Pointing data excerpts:

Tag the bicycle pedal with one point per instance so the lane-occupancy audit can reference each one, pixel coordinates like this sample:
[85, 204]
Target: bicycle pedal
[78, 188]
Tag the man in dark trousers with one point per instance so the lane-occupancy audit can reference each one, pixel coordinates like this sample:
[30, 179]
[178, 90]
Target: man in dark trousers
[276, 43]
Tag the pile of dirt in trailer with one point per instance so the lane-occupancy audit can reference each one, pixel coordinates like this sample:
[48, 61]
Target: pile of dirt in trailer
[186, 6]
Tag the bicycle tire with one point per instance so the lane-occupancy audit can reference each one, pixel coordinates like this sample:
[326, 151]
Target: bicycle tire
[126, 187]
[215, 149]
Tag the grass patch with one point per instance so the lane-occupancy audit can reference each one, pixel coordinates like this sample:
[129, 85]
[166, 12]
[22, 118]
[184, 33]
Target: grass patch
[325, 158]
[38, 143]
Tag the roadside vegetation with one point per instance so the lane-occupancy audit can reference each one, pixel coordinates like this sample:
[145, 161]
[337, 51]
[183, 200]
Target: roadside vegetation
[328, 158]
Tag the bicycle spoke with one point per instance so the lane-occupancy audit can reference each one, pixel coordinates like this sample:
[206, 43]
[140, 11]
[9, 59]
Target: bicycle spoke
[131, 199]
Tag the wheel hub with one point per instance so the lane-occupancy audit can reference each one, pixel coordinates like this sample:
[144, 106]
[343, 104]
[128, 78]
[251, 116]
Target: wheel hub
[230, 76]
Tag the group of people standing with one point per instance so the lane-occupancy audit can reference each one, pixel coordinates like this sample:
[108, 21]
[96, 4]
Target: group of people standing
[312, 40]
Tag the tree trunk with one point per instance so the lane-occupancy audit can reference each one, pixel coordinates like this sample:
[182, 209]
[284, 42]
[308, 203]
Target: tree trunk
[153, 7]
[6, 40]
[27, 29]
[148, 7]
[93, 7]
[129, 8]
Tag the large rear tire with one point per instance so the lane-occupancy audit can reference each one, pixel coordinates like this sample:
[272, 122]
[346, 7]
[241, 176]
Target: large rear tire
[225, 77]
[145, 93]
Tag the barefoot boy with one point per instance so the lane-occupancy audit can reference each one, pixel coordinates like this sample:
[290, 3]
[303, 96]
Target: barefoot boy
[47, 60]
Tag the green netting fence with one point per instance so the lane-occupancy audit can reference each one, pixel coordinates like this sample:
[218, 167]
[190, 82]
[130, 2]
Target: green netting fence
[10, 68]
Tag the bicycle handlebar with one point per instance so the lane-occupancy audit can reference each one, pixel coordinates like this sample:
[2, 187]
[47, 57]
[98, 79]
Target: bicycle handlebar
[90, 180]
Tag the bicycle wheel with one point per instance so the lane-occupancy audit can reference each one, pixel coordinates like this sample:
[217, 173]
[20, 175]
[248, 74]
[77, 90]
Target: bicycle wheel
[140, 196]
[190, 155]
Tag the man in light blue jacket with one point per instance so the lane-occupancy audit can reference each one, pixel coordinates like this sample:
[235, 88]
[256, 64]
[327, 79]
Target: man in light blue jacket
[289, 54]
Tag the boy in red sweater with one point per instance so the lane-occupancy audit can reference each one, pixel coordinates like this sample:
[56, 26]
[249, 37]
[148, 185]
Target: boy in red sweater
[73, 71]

_WHAT TO DO_
Rewrite the data above with "traffic-density review" substituted for each occurrence of "lane-occupancy audit", keeping everything else the same.

_SOLVED EXERCISE_
Tag the bicycle pedal with one point per instance so the traffic-density review can reference each one, pixel coordinates like this sample:
[85, 204]
Target: bicycle pedal
[78, 188]
Tag the man in dark trousers with one point per instance so the traffic-density review can reference each one, pixel coordinates like this sample:
[30, 179]
[178, 90]
Target: man in dark trousers
[276, 43]
Tag the pile of dirt in trailer with one point per instance so the traffic-density review can reference each one, pixel coordinates like this sample:
[48, 61]
Target: pile of dirt in trailer
[186, 6]
Tag the bicycle tire with one point per instance so the traffic-density review can reference each one, pixel coordinates like this sample:
[326, 151]
Target: bicycle tire
[126, 187]
[215, 149]
Tag the grass patch with one point per instance so the traffic-density review can reference each one, pixel coordinates like this sample:
[129, 85]
[166, 12]
[22, 118]
[184, 33]
Target: grass patch
[325, 158]
[38, 143]
Tag the roadside vegetation with one point per instance so the traffic-density review can reference each one, pixel coordinates like this sample:
[145, 161]
[337, 51]
[183, 200]
Target: roadside vegetation
[328, 158]
Tag the bicycle spoke with one point per instance so the traffic-density review can reference each one, pixel coordinates like this sample:
[206, 43]
[140, 11]
[9, 59]
Target: bicycle spoke
[131, 199]
Tag the wheel hub with one point per instance so the traffic-density review can reference each one, pixel coordinates like this sample:
[144, 106]
[343, 104]
[128, 78]
[251, 116]
Target: wheel hub
[230, 76]
Tag the group of people standing with one point per instance so the traffic-density review can reference each one, pixel coordinates like this sample:
[108, 21]
[96, 4]
Target: group of people standing
[312, 40]
Tag the tree trunk with one point per instance so the traffic-density review can reference each one, pixel coordinates like this sample:
[182, 209]
[284, 42]
[308, 203]
Target: tree trunk
[153, 7]
[6, 40]
[27, 29]
[148, 7]
[93, 7]
[129, 8]
Tag the large rear tire with one point per instance so the traffic-density review can reference each one, pixel coordinates like this sample:
[272, 122]
[346, 7]
[241, 176]
Target: large rear tire
[225, 77]
[145, 93]
Tag the barefoot boy with one point per instance so the traffic-density review can reference each one, pixel coordinates like this sample:
[290, 3]
[303, 96]
Target: barefoot boy
[47, 60]
Tag the green netting fence with one point per instance so the traffic-density review can reference each one, pixel coordinates like this sample:
[218, 167]
[190, 82]
[130, 2]
Target: green netting fence
[10, 68]
Tag the bicycle handlebar with one point per instance so the traffic-density review can reference each one, pixel coordinates like this sample:
[2, 187]
[47, 57]
[98, 79]
Target: bicycle handlebar
[90, 180]
Tag the bicycle wheel with one point per instance so the traffic-density review can reference each one, pixel coordinates like this sample:
[217, 173]
[20, 175]
[248, 74]
[77, 90]
Target: bicycle wheel
[140, 196]
[190, 155]
Tag the man in light blue jacket with one point per instance so the traffic-density review can reference each one, pixel coordinates like this sample:
[235, 88]
[256, 64]
[327, 79]
Target: man in light blue jacket
[289, 54]
Tag the boy in red sweater with one point per instance so the traffic-density review can reference each one, pixel coordinates like this sample:
[56, 26]
[249, 37]
[148, 185]
Target: boy in red sweater
[73, 71]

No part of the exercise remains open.